_Requirement_: Copy the records below word for word, from the line with "the wooden handrail" up to and including the line with "[[159, 18]]".
++++++++++++++++++++
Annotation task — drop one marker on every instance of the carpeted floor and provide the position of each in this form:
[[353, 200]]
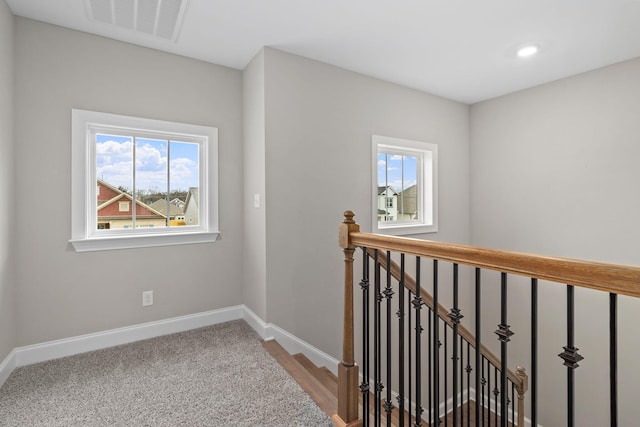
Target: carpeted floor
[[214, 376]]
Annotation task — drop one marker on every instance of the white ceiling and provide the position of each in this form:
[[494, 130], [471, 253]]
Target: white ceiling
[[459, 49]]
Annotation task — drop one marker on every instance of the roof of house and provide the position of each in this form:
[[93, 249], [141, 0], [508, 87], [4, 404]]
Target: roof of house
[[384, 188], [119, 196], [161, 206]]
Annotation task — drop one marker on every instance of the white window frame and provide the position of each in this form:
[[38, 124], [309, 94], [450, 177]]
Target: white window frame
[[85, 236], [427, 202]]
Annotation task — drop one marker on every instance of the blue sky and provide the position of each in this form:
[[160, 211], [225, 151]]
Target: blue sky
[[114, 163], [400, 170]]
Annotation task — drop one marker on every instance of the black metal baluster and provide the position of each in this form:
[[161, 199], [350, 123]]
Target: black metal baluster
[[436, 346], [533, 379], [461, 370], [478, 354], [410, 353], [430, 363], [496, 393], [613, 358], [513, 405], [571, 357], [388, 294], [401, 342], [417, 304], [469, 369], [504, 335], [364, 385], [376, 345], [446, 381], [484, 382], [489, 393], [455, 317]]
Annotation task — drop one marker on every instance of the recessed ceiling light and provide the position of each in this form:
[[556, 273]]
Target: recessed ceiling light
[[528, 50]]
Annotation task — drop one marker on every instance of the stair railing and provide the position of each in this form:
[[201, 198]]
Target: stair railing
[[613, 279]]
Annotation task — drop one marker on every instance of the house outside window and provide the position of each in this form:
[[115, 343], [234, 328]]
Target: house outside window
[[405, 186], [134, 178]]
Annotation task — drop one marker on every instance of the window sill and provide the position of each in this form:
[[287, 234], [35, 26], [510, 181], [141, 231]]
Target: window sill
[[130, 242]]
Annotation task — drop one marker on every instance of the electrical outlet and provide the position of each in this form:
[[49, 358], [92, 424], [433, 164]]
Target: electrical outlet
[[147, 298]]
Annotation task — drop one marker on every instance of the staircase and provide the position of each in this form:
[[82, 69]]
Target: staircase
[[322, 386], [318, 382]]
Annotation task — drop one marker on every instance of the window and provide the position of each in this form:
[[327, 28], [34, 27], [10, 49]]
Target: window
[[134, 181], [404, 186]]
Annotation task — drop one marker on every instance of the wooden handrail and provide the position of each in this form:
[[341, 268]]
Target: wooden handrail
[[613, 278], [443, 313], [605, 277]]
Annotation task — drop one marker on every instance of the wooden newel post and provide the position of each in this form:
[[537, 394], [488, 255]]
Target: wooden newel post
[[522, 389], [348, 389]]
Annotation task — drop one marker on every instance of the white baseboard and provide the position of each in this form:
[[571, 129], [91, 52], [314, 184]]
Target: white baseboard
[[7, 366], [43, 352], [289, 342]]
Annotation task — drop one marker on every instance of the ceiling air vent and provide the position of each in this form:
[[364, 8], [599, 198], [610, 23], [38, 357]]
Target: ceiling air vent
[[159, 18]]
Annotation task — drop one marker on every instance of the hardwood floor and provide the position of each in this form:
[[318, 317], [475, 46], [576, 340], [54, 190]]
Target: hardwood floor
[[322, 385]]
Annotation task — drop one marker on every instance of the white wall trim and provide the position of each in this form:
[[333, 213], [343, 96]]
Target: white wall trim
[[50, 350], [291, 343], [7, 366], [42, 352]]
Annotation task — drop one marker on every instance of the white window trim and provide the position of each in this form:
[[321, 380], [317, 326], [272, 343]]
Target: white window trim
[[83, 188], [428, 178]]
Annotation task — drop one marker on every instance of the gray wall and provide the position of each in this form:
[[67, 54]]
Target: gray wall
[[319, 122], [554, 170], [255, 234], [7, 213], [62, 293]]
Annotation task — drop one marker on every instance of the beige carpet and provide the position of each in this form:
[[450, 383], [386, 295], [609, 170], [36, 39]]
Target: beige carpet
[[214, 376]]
++++++++++++++++++++
_Response for this exercise_:
Annotation task — drop one marker on every instance of the wooden handrail and provide the position of each in this form:
[[341, 268]]
Target: wooden handrail
[[613, 278], [443, 313], [605, 277]]
Annotation task — drop one marker on every instance of the wooden newel post and provide the position of each in this form:
[[537, 394], [488, 255]]
Target: wooden newel post
[[522, 389], [348, 389]]
Annotation task — drop one marker on every instance of the white baseboard and provide the position of each in this form:
[[571, 129], [91, 52], [314, 184]]
Target: white baseboard
[[7, 366], [43, 352], [289, 342]]
Annotation task — drop one marker on every instance of the ceiling air vent and provide the position of each in this form:
[[364, 8], [599, 198], [610, 23], [38, 357]]
Target: ceiling air vent
[[159, 18]]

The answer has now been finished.